▶ **WHAT YOU NEED TO DO**
Copy all the items below, changing "marker" to "dot" everywhere and leaving everything else as is.
:: DATASET ::
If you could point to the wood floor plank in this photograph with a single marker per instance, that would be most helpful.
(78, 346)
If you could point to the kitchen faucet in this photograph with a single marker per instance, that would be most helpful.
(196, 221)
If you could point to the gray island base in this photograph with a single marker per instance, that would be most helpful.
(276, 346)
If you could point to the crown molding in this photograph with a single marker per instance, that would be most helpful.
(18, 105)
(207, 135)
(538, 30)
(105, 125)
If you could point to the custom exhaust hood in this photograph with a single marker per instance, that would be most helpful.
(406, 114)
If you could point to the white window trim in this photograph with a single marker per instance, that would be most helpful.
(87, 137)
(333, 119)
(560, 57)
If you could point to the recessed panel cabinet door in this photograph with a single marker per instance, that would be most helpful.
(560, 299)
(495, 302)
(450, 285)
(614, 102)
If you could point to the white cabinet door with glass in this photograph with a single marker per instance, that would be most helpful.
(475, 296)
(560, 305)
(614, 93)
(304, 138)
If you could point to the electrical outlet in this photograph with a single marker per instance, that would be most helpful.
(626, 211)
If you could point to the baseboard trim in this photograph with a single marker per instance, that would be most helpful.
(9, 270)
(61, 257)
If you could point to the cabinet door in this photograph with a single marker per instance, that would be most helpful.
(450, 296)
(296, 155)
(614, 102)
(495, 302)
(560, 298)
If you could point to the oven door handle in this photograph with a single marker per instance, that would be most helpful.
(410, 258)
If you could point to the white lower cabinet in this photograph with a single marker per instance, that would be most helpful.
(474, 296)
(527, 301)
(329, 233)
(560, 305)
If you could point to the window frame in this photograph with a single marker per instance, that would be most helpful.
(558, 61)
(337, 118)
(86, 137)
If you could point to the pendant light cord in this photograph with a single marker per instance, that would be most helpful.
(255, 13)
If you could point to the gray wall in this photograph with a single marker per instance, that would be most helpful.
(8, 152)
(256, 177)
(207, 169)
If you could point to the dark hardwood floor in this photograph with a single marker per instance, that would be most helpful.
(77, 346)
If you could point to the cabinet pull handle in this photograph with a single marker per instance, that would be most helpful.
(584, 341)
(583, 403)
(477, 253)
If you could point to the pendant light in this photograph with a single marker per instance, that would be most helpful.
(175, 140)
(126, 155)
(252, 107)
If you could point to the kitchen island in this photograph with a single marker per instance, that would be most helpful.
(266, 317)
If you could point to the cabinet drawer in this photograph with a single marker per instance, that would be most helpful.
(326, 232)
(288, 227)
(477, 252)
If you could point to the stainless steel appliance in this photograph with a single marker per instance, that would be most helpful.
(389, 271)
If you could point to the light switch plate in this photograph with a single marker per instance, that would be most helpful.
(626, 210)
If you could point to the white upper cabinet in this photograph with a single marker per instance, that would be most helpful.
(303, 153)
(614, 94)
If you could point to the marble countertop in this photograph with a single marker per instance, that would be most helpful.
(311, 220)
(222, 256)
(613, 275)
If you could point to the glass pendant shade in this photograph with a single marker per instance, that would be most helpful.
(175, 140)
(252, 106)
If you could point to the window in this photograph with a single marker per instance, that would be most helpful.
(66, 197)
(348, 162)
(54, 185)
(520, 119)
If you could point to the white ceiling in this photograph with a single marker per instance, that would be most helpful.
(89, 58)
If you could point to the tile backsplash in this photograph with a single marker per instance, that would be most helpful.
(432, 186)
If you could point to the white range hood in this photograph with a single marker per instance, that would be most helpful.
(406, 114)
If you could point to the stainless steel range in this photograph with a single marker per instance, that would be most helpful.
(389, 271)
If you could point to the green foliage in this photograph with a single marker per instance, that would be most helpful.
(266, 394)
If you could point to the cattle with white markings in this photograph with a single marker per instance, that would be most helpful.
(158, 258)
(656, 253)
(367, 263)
:::
▶ **EXPECTED ANSWER**
If you could point to the wood floor plank in this photograph with a single dot per instance, that would be most helpful.
(78, 346)
If you could point to the kitchen faucet in this photograph with a single dot per instance, that would be most helpful.
(196, 221)
If you could point to the gray island base in this photograph with a single dot per instance, that would be most helpful.
(276, 346)
If you could point to the crown molding in this photograph with a single dot per instance, that would be most helpful.
(18, 105)
(207, 135)
(538, 30)
(105, 125)
If you could point to the custom exhaust hood in this photograph with a single dot per instance, that would be most helpful.
(406, 114)
If you could point to the white window trim in this photograph with a single dot per instance, that would be most helpful.
(87, 137)
(333, 119)
(560, 57)
If you could point to the recessed panel cabinet door in this photograph with a single dot per instance, that would be most helpful.
(560, 299)
(495, 302)
(450, 285)
(614, 102)
If you could point to the white cabinet door with glass in this photograph with a single dot per instance, that would be most helpful.
(475, 296)
(560, 305)
(614, 93)
(304, 138)
If you could point to the electrical outlet in this photograph with a single dot per instance, that would be most helpful.
(626, 211)
If you could point to the baseboard trim in this photograph with a single dot per instance, that would be most helpful.
(9, 270)
(61, 257)
If you could point to the cabinet door in this photograph with a single dot per instance, that would be most helpful.
(450, 296)
(296, 155)
(614, 102)
(495, 302)
(560, 298)
If you could point to the oven door handle in this photograph with a single dot per instance, that would be most helpful.
(410, 258)
If you could point to the white lower cabinet in this photograph with a single dot per instance, that would be most helpful.
(474, 296)
(527, 301)
(329, 233)
(560, 305)
If you could point to the window frame in this photograph with a single dot per instance, that would be most helpful.
(558, 61)
(337, 118)
(86, 137)
If you could point to the pendant light cord in this photograph with a single dot per instance, that would be most helpful.
(255, 13)
If you could point to the gray wall in this photograph with a single dot per instance, that would be most helpful.
(8, 152)
(256, 177)
(207, 169)
If you could point to the dark hardwood floor in this photograph with a single dot per instance, that would be most helpful.
(77, 346)
If you could point to the cabinet pull handle in this photograph with a single dot per instance, that would be most helpful.
(584, 341)
(583, 403)
(477, 253)
If you could point to the pendant light in this photograph with a single dot per instance, that would be most helpful.
(175, 140)
(126, 155)
(252, 107)
If you could point to the kitchen island in this photograph with a single dot per instance, that would be most helpful.
(266, 317)
If you could point to the cabinet drawer in this photograph with a single dot per instance, that would be most helpful.
(326, 232)
(288, 227)
(477, 252)
If you could point to the stainless steel appliance in this photograph with a single dot per instance, that would be most helpful.
(389, 271)
If you could point to the light switch plate in this photograph with a single dot per instance, that would be most helpful.
(626, 210)
If you could point to the white upper cabinet in this photograph with a single dot per instance, that would be most helpful.
(303, 153)
(614, 94)
If you could point to the marble countertop in this photograph with a single dot per instance, that would be most helpful.
(311, 220)
(222, 256)
(613, 275)
If you could point to the glass pendant shade in this photograph with a single dot per instance, that would be most helpful.
(175, 140)
(252, 106)
If you could point to the window in this photograph with a single dot per instance, that would be most helpful.
(66, 197)
(348, 162)
(54, 185)
(520, 119)
If you could point to the white ceiling in this photograph with a single dot per instance, that would be most helpful.
(89, 58)
If you could point to the tile backsplash in this photograph with a single dot per instance, that would be most helpful.
(432, 186)
If you could point to the white range hood in this photograph with a single dot per instance, that would be most helpful.
(406, 114)
If you could point to the stainless steel range in this photograph with a single dot per instance, that would be most helpful.
(389, 271)
If you could point to the green foliage in this photograph with a single dot per instance, that would be most helpful.
(266, 394)
If you could point to the cattle with white markings in this photograph with a single dot per instance, that would be most helpful.
(158, 258)
(656, 253)
(367, 263)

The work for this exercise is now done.